Copy the rows starting at the line that contains "the bull's body?" and ending at the last line of the rows, requests included, and raise every polygon point coordinate in the answers by 74. Leave the pictures out of your copy.

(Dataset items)
■ ■ ■ ■

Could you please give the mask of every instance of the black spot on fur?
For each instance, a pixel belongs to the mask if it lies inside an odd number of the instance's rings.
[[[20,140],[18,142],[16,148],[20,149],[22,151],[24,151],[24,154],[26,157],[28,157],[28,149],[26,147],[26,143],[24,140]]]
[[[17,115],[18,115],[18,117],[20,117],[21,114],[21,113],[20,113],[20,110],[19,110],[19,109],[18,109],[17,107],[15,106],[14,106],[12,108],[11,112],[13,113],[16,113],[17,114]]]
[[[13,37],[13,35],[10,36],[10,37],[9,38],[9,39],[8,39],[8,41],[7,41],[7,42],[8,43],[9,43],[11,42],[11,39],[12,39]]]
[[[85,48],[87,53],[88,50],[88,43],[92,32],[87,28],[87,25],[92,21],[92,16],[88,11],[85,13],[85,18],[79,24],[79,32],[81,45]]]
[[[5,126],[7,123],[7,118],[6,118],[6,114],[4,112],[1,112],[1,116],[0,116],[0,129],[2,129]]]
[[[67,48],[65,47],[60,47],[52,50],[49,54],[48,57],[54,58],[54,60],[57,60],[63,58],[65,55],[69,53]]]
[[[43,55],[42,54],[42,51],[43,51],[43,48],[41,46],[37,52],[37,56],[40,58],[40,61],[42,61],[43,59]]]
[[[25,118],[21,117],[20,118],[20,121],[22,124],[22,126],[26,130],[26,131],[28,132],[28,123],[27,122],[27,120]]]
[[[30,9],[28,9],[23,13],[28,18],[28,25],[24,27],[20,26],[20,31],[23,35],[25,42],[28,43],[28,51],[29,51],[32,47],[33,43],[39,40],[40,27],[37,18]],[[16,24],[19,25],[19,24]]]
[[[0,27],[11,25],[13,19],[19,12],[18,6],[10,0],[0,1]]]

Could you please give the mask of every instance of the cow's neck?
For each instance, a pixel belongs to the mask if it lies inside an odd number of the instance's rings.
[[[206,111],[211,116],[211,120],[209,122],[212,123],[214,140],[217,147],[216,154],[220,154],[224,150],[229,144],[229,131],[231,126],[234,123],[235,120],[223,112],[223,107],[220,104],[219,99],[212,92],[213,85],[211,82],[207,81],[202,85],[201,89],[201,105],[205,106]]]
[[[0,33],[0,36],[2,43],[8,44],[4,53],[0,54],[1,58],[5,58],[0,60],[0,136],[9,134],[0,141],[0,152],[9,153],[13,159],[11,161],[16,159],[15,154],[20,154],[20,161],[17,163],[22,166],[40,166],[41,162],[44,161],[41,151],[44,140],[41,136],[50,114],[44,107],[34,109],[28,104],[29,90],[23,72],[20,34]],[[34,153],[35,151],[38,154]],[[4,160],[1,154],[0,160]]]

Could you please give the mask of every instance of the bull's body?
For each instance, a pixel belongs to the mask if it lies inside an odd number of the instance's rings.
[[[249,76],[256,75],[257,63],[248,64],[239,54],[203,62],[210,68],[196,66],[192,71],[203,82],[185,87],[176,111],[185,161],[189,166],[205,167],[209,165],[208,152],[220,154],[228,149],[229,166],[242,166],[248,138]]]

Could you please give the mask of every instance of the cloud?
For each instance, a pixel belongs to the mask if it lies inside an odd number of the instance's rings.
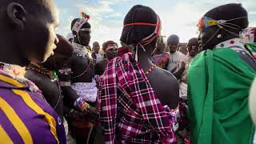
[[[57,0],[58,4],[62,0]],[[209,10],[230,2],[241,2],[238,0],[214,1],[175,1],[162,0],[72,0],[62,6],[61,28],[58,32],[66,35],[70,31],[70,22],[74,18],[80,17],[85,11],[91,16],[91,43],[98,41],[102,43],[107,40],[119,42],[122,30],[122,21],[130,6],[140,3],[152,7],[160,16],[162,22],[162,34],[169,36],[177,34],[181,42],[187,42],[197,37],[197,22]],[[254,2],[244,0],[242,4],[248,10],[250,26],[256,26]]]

■ ■ ■ ■

▶ **The output**
Could you please give the mask of every instance of the bull's body?
For each instance, a pixel belongs to the mask if it lies inside an odd number of the instance's rings.
[[[323,150],[330,149],[331,137],[322,138],[313,128],[277,136],[284,142],[270,140],[266,145],[277,156],[259,161],[250,185],[259,235],[263,240],[279,241],[283,239],[282,226],[294,228],[302,223],[303,240],[316,240],[322,212]]]

Could you please give the mask of every instance of the cloud?
For each instance, a pixel belongs to the mask if it lies inside an odd number of the instance's rings.
[[[131,74],[132,78],[136,74]],[[283,84],[304,76],[315,76],[312,74],[288,75],[249,75],[236,74],[146,74],[136,80],[135,102],[132,106],[140,109],[144,105],[144,96],[148,92],[154,91],[159,85],[165,90],[165,117],[172,115],[176,117],[181,114],[193,116],[196,104],[196,95],[204,80],[214,77],[226,81],[234,90],[236,96],[236,108],[243,110],[251,108],[255,116],[261,116],[271,111],[271,96]],[[328,76],[318,74],[316,78],[322,84],[324,100],[330,100]]]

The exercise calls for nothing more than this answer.